Texto do exercício:
=-=-=-=-=

E é claro que todos esses anos sem fomento e sem um trabalho profissional bem feito refletiu no desempenho da seleção brasileira. No ano passado, as mulheres sagraram-se campeãs Pan-Americanas no Equador depois de 28 anos de espera – a última conquista delas na competição havia sido em 1991.
Este foi o início de uma renovação da seleção brasileira feminina desde a chegada do treinador experiente Jose Neto, às vésperas do Pan de Lima. A esperança em ver uma equipe mais competitiva em quadra se renovaram, mas logo depois veio o balde de água fria quando a equipe não conseguiu a classificação para os Jogos Olímpicos de Tóquio, mostrando que ainda é preciso mais trabalho e desenvolvimento na base para que o basquete das mulheres volte a brigar por títulos relevantes.
“Nós, do basquete feminino, queremos mostrar que como mulheres do esporte, a gente também não quer mais aceitar as desigualdades. A gente só quer brigar pelo que é nosso por direito. Já provamos dentro da quadra que a gente tem material humano, que com investimento a gente consegue resultados também. As pessoas investem em times vitoriosos, que conquista resultados. Quem pratica esporte entende isso, só que a gente tem mostrado que somos capazes, então acho que tem que ser uma via de mão-dupla. Não adianta só a gente dar e não receber”, disse Ramona.
Levantar a bola delas é a urgência do momento. Equipes campeãs não nascem – e nem se desenvolvem – sozinhas e sem apoio. Já passou da hora das marcas esportivas e das grandes empresas olharem com mais carinho e respeito para aquelas que mais recentemente colocaram o basquete brasileiro no topo do mundo e que chegaram, pela primeira e única vez, à uma final olímpica.
“São movimentos que cada vez mais se fortalecem e as mulheres estão sim buscando seus lugares ao sol e serem reconhecidas e valorizadas. A mulher pode sim praticar o esporte e tê-lo como profissão. Já caminhamos muito, mas ainda há um longo caminho a trilhar, e movimentos dessa natureza só fortalecem o basquete feminino e as atletas envolvidas nesse processo. Pode ser um start para as outras modalidades estarem juntas neste contexto”, opinou Magic Paula.

=-=-=-=-=

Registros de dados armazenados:

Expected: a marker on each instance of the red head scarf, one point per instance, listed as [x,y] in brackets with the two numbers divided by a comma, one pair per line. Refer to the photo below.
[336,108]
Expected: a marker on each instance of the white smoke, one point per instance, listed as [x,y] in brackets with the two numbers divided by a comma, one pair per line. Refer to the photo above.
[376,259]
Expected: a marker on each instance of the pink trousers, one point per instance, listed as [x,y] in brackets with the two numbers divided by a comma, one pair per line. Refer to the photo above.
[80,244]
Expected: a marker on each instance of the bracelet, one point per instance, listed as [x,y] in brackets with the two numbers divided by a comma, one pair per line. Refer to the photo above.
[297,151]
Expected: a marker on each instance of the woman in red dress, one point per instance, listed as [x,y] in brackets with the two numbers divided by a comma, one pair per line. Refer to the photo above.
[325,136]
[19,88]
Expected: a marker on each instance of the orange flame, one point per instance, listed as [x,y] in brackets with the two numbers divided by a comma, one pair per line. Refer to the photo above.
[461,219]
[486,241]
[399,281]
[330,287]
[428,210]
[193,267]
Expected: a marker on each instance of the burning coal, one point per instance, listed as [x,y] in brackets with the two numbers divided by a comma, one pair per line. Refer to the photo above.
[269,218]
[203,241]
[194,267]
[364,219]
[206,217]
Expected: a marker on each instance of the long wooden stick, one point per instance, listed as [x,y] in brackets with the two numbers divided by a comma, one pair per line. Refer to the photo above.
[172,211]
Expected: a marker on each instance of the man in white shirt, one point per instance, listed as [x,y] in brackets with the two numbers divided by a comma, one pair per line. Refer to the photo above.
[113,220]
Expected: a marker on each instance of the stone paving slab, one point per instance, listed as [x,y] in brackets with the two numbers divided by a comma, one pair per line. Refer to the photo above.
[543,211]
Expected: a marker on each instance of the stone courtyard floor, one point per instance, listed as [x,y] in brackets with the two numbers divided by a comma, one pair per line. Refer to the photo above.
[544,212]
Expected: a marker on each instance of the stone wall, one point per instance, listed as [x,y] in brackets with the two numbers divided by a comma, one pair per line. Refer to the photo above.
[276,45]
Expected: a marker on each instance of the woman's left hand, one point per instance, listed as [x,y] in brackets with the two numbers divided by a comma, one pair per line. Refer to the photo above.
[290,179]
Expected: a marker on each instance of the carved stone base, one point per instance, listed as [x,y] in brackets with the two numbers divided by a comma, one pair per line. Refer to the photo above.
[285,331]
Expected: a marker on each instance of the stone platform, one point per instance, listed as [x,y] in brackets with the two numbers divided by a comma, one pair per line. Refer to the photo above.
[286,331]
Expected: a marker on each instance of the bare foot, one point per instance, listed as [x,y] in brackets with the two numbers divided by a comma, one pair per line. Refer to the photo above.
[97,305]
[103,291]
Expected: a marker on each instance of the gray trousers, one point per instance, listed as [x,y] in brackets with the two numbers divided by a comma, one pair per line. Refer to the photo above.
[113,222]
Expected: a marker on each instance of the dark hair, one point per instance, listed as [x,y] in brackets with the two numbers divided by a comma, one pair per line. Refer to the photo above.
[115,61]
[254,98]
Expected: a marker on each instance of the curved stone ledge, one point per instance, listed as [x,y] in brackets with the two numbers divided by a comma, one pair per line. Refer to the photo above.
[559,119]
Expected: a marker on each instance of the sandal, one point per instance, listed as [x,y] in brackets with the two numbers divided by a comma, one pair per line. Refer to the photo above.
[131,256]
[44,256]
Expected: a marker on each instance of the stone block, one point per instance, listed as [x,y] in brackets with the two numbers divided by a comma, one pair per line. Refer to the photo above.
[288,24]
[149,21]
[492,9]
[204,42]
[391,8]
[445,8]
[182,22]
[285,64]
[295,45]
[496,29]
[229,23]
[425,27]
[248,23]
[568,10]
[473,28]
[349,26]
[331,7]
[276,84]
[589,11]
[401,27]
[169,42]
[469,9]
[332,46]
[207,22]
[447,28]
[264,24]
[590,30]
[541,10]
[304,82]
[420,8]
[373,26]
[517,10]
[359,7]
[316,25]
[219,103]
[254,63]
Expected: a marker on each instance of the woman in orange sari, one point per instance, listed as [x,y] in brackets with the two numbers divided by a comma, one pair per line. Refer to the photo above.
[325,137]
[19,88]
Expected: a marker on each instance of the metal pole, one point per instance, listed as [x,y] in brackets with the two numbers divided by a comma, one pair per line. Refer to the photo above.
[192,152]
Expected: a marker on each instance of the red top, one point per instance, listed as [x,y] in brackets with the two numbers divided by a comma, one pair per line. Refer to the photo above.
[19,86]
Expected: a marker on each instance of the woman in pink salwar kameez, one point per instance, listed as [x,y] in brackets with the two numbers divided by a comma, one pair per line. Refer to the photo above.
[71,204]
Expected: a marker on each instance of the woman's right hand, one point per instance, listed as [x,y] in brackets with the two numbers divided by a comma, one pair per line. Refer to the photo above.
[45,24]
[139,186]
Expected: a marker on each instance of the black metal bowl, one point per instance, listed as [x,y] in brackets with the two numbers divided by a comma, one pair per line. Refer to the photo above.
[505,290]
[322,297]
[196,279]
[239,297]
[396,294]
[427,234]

=-=-=-=-=

O que fazer:
Responda com base no texto sobre o basquete feminino:
1. Em que país a seleção feminina conquistou o título Pan-Americano no ano passado?
2. Qual treinador chegou às vésperas do Pan de Lima?
3. Segundo Magic Paula, movimentos dessa natureza podem ser um start para quê?
A listagem não tem relação com o texto sobre o basquete feminino.

Resposta final:
1. No Equador.
2. Jose Neto.
3. Para as outras modalidades estarem juntas neste contexto.